---- Material for the task

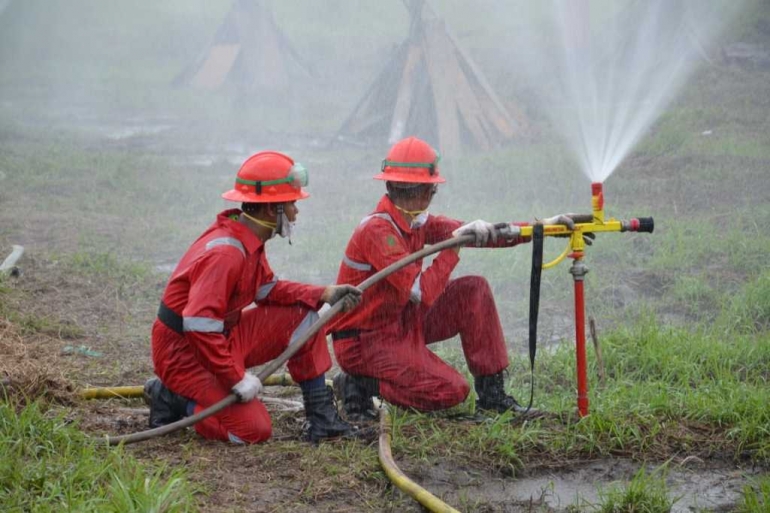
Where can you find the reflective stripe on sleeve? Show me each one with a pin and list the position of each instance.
(265, 289)
(225, 241)
(358, 266)
(202, 325)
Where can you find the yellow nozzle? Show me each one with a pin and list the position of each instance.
(597, 202)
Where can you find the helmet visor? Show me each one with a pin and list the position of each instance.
(298, 176)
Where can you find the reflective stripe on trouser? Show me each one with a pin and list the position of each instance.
(410, 374)
(262, 334)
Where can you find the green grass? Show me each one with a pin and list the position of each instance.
(663, 386)
(46, 464)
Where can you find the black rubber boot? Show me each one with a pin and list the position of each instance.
(355, 394)
(492, 395)
(323, 420)
(165, 406)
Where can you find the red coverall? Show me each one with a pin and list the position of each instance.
(411, 308)
(224, 271)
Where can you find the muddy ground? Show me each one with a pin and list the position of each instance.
(86, 344)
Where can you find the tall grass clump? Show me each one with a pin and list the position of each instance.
(46, 464)
(749, 309)
(646, 493)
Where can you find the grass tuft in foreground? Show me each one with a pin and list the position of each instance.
(646, 493)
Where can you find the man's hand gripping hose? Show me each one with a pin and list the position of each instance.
(274, 365)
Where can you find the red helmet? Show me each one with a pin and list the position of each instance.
(411, 160)
(269, 177)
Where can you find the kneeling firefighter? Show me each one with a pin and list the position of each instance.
(205, 338)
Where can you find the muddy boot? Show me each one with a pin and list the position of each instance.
(323, 421)
(492, 396)
(165, 406)
(355, 393)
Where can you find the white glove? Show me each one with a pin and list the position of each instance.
(564, 219)
(247, 388)
(482, 230)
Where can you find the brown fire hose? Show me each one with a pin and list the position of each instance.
(292, 349)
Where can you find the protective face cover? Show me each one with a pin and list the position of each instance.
(420, 220)
(285, 227)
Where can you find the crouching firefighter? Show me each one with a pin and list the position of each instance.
(382, 346)
(205, 339)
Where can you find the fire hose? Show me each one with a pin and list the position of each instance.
(274, 365)
(592, 223)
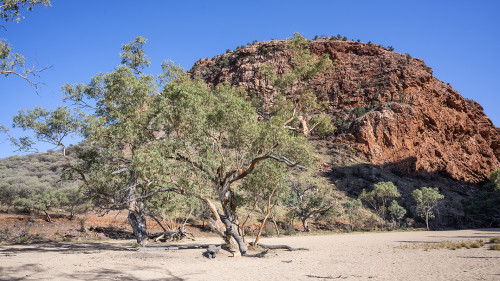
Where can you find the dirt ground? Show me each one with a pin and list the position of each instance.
(359, 256)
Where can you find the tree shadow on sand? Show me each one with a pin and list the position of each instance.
(38, 272)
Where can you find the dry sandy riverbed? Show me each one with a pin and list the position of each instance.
(364, 256)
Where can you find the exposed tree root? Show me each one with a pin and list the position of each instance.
(285, 247)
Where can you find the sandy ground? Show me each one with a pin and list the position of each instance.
(364, 256)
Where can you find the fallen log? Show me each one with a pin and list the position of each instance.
(285, 247)
(212, 251)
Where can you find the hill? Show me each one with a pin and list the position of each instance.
(389, 106)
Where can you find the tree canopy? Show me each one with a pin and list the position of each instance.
(12, 63)
(147, 135)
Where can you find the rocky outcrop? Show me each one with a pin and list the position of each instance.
(414, 121)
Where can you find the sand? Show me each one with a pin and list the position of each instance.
(359, 256)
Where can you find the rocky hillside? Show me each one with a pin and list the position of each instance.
(413, 121)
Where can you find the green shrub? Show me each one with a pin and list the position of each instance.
(495, 240)
(358, 111)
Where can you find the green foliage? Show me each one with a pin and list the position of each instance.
(33, 183)
(10, 10)
(48, 126)
(380, 195)
(397, 212)
(495, 179)
(14, 63)
(308, 197)
(427, 199)
(149, 141)
(481, 208)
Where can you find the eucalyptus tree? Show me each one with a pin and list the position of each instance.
(379, 197)
(12, 63)
(308, 197)
(295, 95)
(148, 135)
(427, 199)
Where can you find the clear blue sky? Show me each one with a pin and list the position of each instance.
(458, 39)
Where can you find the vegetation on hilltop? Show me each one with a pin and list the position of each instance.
(170, 146)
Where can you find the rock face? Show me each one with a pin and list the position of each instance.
(414, 121)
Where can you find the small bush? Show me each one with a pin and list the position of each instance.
(495, 240)
(22, 240)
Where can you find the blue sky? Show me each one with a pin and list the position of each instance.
(458, 39)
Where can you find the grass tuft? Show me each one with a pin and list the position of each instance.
(495, 240)
(495, 247)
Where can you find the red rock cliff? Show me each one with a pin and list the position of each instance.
(414, 122)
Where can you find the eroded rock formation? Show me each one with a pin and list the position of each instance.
(414, 121)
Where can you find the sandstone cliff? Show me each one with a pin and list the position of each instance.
(414, 121)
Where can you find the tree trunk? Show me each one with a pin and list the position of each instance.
(275, 226)
(267, 215)
(47, 216)
(217, 225)
(305, 127)
(137, 220)
(427, 220)
(304, 223)
(231, 230)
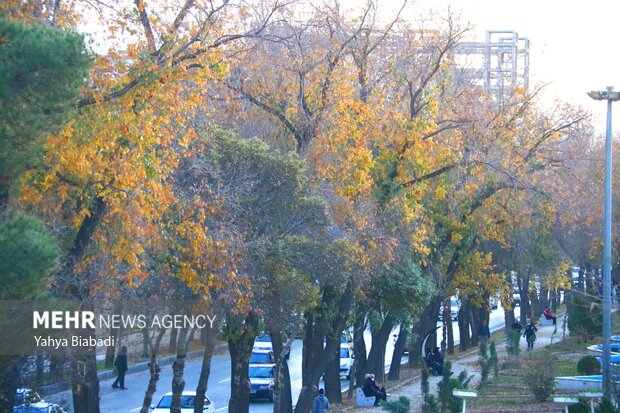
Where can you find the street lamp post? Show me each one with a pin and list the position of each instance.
(610, 96)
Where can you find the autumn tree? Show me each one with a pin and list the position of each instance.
(41, 71)
(106, 174)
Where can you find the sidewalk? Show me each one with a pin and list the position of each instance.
(468, 361)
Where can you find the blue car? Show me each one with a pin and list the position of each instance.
(261, 381)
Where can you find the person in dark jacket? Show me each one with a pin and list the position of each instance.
(121, 367)
(371, 389)
(530, 335)
(549, 315)
(437, 361)
(320, 403)
(484, 334)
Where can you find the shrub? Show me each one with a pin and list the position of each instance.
(513, 347)
(539, 376)
(430, 403)
(484, 363)
(582, 407)
(402, 405)
(605, 406)
(494, 359)
(449, 403)
(589, 365)
(585, 316)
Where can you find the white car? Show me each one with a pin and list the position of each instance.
(346, 360)
(187, 403)
(38, 407)
(263, 342)
(455, 306)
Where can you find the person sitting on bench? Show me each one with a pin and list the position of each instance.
(549, 315)
(371, 389)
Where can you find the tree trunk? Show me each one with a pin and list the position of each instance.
(172, 344)
(315, 358)
(399, 349)
(240, 349)
(154, 370)
(425, 326)
(464, 321)
(331, 377)
(205, 369)
(282, 397)
(111, 350)
(85, 383)
(376, 357)
(359, 348)
(178, 369)
(509, 318)
(450, 331)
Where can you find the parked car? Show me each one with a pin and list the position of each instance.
(262, 357)
(26, 396)
(454, 309)
(38, 407)
(261, 381)
(346, 360)
(346, 337)
(263, 342)
(187, 403)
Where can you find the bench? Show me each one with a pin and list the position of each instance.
(361, 400)
(464, 395)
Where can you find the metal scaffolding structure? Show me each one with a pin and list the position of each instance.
(499, 65)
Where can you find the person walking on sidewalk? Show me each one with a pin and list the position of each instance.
(530, 335)
(320, 403)
(484, 334)
(121, 367)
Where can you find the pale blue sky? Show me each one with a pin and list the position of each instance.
(574, 45)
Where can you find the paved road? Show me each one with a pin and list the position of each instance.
(130, 401)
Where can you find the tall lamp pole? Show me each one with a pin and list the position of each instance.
(610, 96)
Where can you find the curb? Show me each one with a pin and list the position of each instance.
(134, 368)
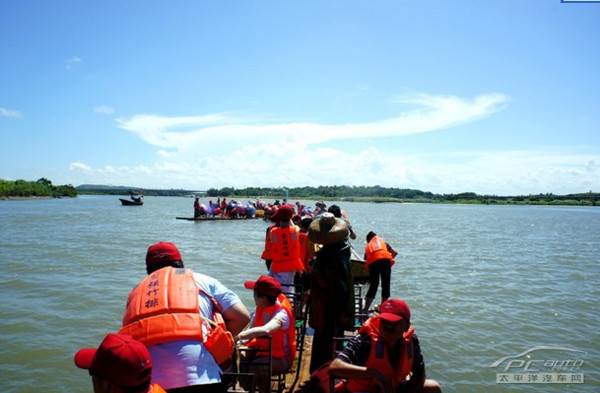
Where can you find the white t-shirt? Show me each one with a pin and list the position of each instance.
(188, 362)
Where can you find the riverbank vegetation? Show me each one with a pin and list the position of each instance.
(357, 194)
(41, 188)
(44, 188)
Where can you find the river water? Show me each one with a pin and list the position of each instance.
(483, 283)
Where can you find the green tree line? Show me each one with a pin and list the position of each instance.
(39, 188)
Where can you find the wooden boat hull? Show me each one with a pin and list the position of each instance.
(128, 202)
(216, 218)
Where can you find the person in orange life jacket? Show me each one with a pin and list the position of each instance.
(385, 357)
(379, 257)
(285, 249)
(273, 317)
(320, 208)
(339, 213)
(119, 365)
(197, 209)
(177, 338)
(307, 252)
(267, 251)
(331, 287)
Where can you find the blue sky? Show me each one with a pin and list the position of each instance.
(492, 97)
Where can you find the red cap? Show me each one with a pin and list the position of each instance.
(394, 310)
(120, 359)
(163, 252)
(285, 212)
(265, 285)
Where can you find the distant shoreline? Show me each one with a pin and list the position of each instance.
(504, 201)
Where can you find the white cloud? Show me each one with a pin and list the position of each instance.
(192, 132)
(103, 109)
(4, 112)
(219, 150)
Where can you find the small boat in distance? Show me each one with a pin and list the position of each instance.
(129, 202)
(134, 200)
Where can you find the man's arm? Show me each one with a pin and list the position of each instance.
(236, 318)
(415, 384)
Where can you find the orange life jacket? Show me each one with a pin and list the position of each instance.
(379, 359)
(262, 316)
(376, 250)
(156, 388)
(266, 254)
(164, 307)
(285, 250)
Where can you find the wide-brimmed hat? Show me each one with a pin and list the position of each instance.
(328, 229)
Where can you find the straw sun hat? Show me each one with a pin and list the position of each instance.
(328, 230)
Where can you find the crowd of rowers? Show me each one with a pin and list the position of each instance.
(237, 209)
(180, 328)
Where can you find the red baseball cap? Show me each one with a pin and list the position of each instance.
(162, 252)
(120, 359)
(394, 310)
(285, 212)
(265, 285)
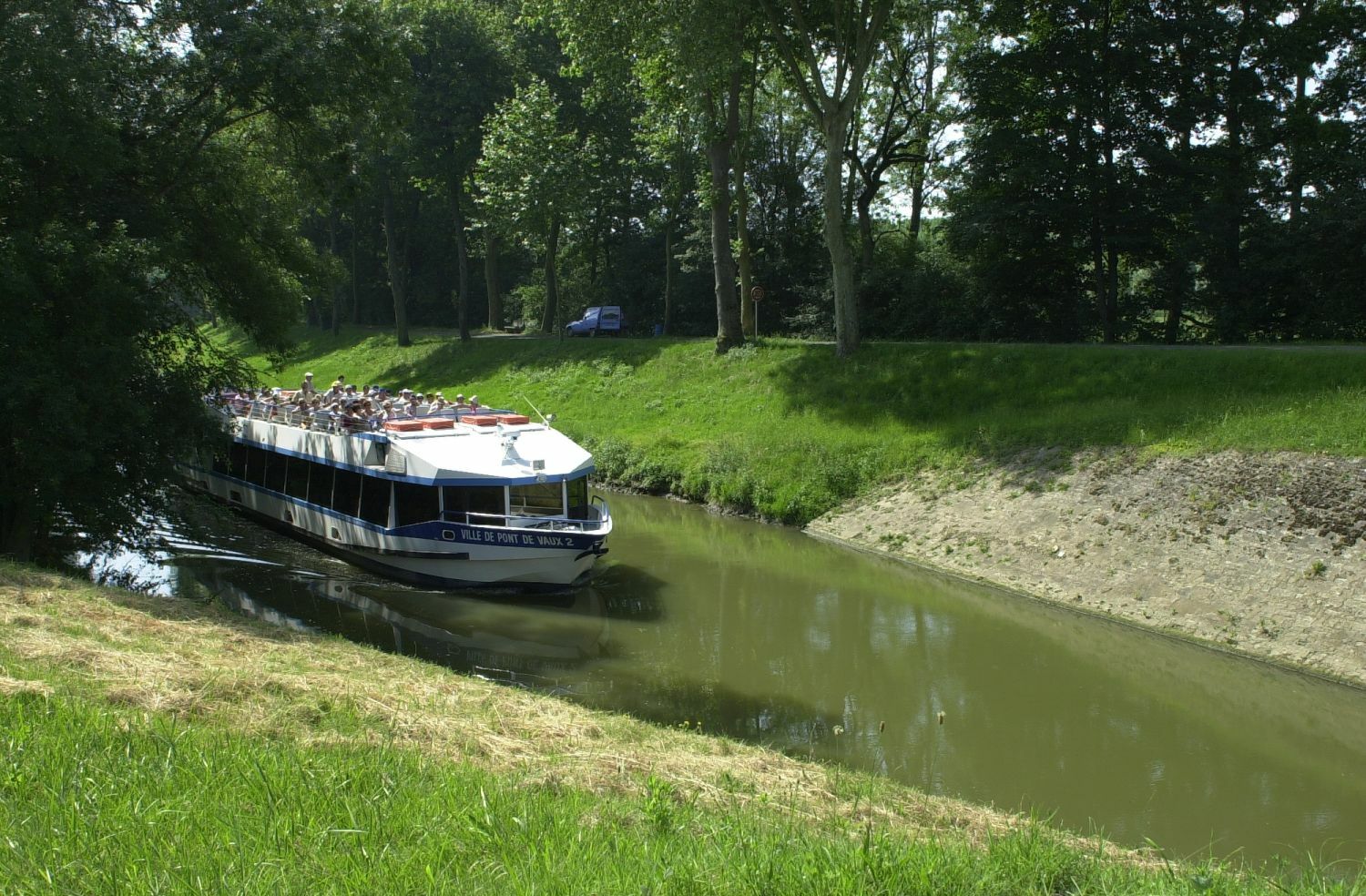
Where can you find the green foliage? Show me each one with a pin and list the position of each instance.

--------

Every line from the one with "Where can you find the small boat" through the last line of the material gets printed exactly, and nothing more. Omit the pictures.

Response:
Where can you find the small boat in distance? Show me each one with a pin and list the position of each instance.
(129, 202)
(134, 200)
Where can you find the man's arm? Show me each one with a pin and list the position of each instance.
(236, 318)
(415, 384)
Where can you find the orange life jacket? Show me each one with a pin and list the position of each instance.
(379, 359)
(262, 316)
(376, 250)
(156, 388)
(266, 254)
(164, 307)
(285, 250)
Where can you find the wide-brimmed hat? Show me each one with a pin and list the position of each instance.
(328, 229)
Where can you find the straw sun hat? Show me each one with a pin and list the position of each instance.
(328, 230)
Where can you find the crowd of rowers? Show me each one with a pin and list the position of each instance.
(237, 209)
(180, 328)
Where can you find the red baseball cap? Show me each one with a pin and list the position of each instance.
(162, 252)
(120, 359)
(394, 310)
(285, 212)
(265, 285)
Where can you find the green foliage? Show me each one with a pin and list the position of each instance.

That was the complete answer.